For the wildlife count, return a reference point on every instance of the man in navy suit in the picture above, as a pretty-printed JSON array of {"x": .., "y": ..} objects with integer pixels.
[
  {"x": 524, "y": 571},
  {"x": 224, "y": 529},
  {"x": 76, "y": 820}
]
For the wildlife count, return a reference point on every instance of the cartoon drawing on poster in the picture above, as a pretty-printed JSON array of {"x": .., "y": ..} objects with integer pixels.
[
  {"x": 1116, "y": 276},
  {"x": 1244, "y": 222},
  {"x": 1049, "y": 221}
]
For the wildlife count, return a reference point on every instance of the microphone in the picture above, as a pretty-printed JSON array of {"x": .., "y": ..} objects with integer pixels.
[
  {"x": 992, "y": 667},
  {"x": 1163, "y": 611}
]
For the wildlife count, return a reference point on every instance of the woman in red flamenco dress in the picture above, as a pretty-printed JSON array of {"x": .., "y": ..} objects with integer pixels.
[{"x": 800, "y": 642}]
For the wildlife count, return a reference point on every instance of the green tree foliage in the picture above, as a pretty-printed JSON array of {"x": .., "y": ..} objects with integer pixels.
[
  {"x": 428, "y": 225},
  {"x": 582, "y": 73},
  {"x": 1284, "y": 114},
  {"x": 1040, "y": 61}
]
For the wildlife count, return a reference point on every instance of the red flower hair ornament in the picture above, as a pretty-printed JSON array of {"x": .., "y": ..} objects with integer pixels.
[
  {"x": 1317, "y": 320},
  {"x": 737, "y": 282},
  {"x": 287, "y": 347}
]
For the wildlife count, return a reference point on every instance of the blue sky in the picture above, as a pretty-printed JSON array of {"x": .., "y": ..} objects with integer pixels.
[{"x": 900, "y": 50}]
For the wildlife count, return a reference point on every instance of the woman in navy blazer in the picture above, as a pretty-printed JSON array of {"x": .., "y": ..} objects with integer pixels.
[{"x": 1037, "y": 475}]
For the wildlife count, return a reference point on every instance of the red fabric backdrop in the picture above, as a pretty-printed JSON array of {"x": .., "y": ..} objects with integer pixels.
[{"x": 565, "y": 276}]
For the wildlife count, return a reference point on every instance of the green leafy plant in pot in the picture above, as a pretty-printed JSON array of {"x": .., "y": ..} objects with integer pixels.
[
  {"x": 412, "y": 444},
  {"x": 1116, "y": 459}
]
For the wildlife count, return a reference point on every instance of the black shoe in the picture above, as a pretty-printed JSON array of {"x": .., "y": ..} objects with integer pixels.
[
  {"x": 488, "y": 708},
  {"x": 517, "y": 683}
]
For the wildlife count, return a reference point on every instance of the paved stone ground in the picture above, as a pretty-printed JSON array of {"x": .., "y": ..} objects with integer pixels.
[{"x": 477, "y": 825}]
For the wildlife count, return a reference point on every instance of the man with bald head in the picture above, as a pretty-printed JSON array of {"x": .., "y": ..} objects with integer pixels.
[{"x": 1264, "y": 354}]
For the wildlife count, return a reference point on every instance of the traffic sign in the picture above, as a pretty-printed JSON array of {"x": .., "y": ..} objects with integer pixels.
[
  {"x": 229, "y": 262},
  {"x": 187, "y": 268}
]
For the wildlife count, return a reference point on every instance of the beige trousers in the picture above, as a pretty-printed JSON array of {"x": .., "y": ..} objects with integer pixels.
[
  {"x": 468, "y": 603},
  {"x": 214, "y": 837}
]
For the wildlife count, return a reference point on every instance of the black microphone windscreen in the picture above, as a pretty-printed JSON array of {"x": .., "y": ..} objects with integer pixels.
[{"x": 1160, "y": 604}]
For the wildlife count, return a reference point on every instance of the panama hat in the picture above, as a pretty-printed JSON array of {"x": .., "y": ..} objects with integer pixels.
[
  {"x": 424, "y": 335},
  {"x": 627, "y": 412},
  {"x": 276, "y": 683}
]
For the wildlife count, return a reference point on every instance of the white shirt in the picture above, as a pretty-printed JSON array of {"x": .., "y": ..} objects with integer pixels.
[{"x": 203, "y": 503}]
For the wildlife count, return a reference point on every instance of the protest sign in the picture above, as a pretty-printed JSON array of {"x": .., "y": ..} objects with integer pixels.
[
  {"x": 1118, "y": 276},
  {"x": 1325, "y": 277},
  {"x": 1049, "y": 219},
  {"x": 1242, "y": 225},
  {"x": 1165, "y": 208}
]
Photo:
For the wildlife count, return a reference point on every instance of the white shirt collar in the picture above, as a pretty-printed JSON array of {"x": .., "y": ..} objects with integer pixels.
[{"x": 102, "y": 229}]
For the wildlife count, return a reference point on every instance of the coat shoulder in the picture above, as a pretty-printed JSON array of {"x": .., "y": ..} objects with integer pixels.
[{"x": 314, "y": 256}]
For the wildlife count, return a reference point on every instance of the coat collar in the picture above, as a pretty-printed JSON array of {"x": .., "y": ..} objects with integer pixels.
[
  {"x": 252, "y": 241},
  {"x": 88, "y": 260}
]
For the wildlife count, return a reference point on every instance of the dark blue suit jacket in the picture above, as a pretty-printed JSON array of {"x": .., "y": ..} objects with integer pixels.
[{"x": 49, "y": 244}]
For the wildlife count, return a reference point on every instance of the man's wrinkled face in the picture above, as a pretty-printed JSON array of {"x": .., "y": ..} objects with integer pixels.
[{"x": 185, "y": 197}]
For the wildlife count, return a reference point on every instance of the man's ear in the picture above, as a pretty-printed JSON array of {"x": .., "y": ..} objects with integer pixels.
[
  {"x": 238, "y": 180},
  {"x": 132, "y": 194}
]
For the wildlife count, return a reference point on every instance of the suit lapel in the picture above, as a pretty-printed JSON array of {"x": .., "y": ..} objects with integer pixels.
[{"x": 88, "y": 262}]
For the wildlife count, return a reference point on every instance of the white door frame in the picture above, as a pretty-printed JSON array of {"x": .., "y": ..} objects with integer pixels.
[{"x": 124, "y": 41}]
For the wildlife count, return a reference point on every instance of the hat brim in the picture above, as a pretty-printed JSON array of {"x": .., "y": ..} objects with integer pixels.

§ **Challenge**
Everything in the listing above should be restated exactly.

§ **Final result**
For the wildlife count, return a reference point on every instance of the man in navy suit in the picture above, as a pretty-printed JSON array of {"x": .., "y": ..} objects with integer pixels.
[
  {"x": 524, "y": 571},
  {"x": 224, "y": 529},
  {"x": 76, "y": 820}
]
For the wildlife count, return a reference point on every instance of the cartoon drawing on poster in the picture above, as a pretty-printed JSON array of {"x": .., "y": ..} objects with integer pixels.
[
  {"x": 1116, "y": 276},
  {"x": 1244, "y": 222},
  {"x": 1049, "y": 221}
]
For the wildlife count, return a reference point on every instance of the microphone in the picture above, as a pretty-printed JSON array of {"x": .., "y": ..} objects with integer pixels.
[
  {"x": 992, "y": 667},
  {"x": 1163, "y": 611}
]
For the wildlife count, return a reference point on every instance of the woman in red flamenco dress in the picture above, as a pretty-printed JSON array of {"x": .., "y": ..} objects with integer pixels.
[{"x": 800, "y": 642}]
For the wildlife count, return a reference point on every instance of the green tree foliage in the picture above, as a pretty-printed JSON array of {"x": .., "y": ..} objects with integer pixels.
[
  {"x": 428, "y": 225},
  {"x": 582, "y": 73},
  {"x": 1284, "y": 114},
  {"x": 1040, "y": 61}
]
For the wildlife count, return a reference point on every instance of the red flower hair ornament in the picture above, as a pretty-printed JSON array of {"x": .., "y": ..} objects with integer pixels.
[
  {"x": 1317, "y": 320},
  {"x": 737, "y": 282},
  {"x": 287, "y": 347}
]
For the wildlife count, return a reference point on every instance of the blue sky in the picture above, as a pretty-printed JSON array of {"x": .., "y": ..} objects with integer pixels.
[{"x": 900, "y": 50}]
For the wildlife count, return a reference point on every instance of the woman in navy blazer in the picture above, as a pretty-printed JSON array of {"x": .., "y": ..} objects with integer pixels.
[{"x": 1037, "y": 475}]
For the wildlife count, return a reference point on every instance of the red fabric backdrop in the picture above, as a pretty-printed JSON array of {"x": .., "y": ..} objects with integer pixels.
[{"x": 565, "y": 276}]
For the wildlife count, return a reference point on every instance of the green leafy plant in pot in the picture above, as a pretty-printed JSON array of {"x": .., "y": ..} objects with integer pixels.
[
  {"x": 412, "y": 444},
  {"x": 1116, "y": 459}
]
For the wildlife count, return a reference point on every instance of the black shoe in the picture above, as a pretty-printed JSON array of {"x": .., "y": ..} objects with integer pixels.
[
  {"x": 488, "y": 708},
  {"x": 517, "y": 683}
]
For the wildlife count, return a reference point on every instance of the paved stone ground in the picture above, as a pretty-printed JSON array of {"x": .., "y": ..} objects with integer pixels.
[{"x": 477, "y": 825}]
For the wildlife count, return a reference point on every instance of the man with bald head in the picture above, as a pretty-printed JSON array of {"x": .., "y": ..} objects with integer pixels.
[{"x": 1264, "y": 354}]
For the wildlife count, return a reference point on every instance of the traffic sign in the picture above, as a pretty-printed JSON array of {"x": .., "y": ..} objects with integer pixels.
[
  {"x": 229, "y": 262},
  {"x": 187, "y": 268}
]
For the wildlife count, return a reference point on every instance of the beige trousers in the picture above, as a pretty-printed JSON array of {"x": .., "y": ..} objects with integer pixels.
[
  {"x": 468, "y": 603},
  {"x": 214, "y": 837}
]
For the wildlife count, return a reference point on every instance of the black microphone windscreen in the picture above, as a pretty-printed JSON array of {"x": .., "y": ..} objects with integer pixels.
[{"x": 1160, "y": 604}]
For the wildlife count, return a reference point on every instance of the panama hat in the picture above, as a pretty-printed JSON array of {"x": .., "y": ..} objects with integer pixels.
[
  {"x": 424, "y": 335},
  {"x": 627, "y": 412},
  {"x": 276, "y": 683}
]
For the wildlife count, return a reference point on every instance of the white shirt in the picture above, as a pretty-printed JSON array of {"x": .., "y": ..} objects with integer pixels.
[{"x": 203, "y": 503}]
For the wildlife count, return a reference point on every instance of the protest sign in the picture above, as a pretty-printed JSON array of {"x": .., "y": ..} objects with integer pixels.
[
  {"x": 1118, "y": 276},
  {"x": 1325, "y": 277},
  {"x": 1049, "y": 219},
  {"x": 1242, "y": 225},
  {"x": 1165, "y": 208}
]
Photo:
For the wildlife count, return a reference point on every instance of the white shirt collar in the picture above, as a pretty-printed JSON array of {"x": .., "y": ..} objects with integer pixels.
[{"x": 102, "y": 229}]
For the wildlife count, return a reference point on every instance of the coat shoulder in the picture above, as a pretty-printed JSON array of {"x": .., "y": ..} objects with integer pixels.
[{"x": 314, "y": 256}]
For the wildlife count, return a reference point on every instance of the coat collar in the picture above, as a pretty-printed JSON array of {"x": .., "y": ..} objects with integer pixels.
[
  {"x": 252, "y": 241},
  {"x": 88, "y": 260}
]
For the wildlife count, return a reference point on every instance of the dark blue suit jacket in the picture above, as a pretty-printed JSON array of {"x": .., "y": ..} objects with integer pixels.
[{"x": 49, "y": 244}]
For the wildlife count, return a reference point on every instance of the man's wrinkled face in the picture above, as a pretty-printed JSON array of {"x": .., "y": ..} objects with integer pixels.
[{"x": 185, "y": 197}]
For the wildlife count, return a reference point on every instance of the man's ear in the picture above, as a pretty-printed JSON array of {"x": .., "y": ..} objects with integer pixels.
[
  {"x": 238, "y": 180},
  {"x": 132, "y": 194}
]
For the wildlife count, return a reference point on every instance of the suit lapel in the picture above, as a pretty-printed JSON array of {"x": .., "y": ..} objects with integer pixels.
[{"x": 88, "y": 262}]
For the wildlife count, return a reference point on every instance of the white door frame in the picture above, as a pretty-printed JSON array of {"x": .., "y": ..} objects with integer pixels.
[{"x": 124, "y": 41}]
For the wildlife count, return a reference point on every instance of the hat brim in the picture above, as a pretty-printed JSON array of {"x": .., "y": ..} objects with integer pixels.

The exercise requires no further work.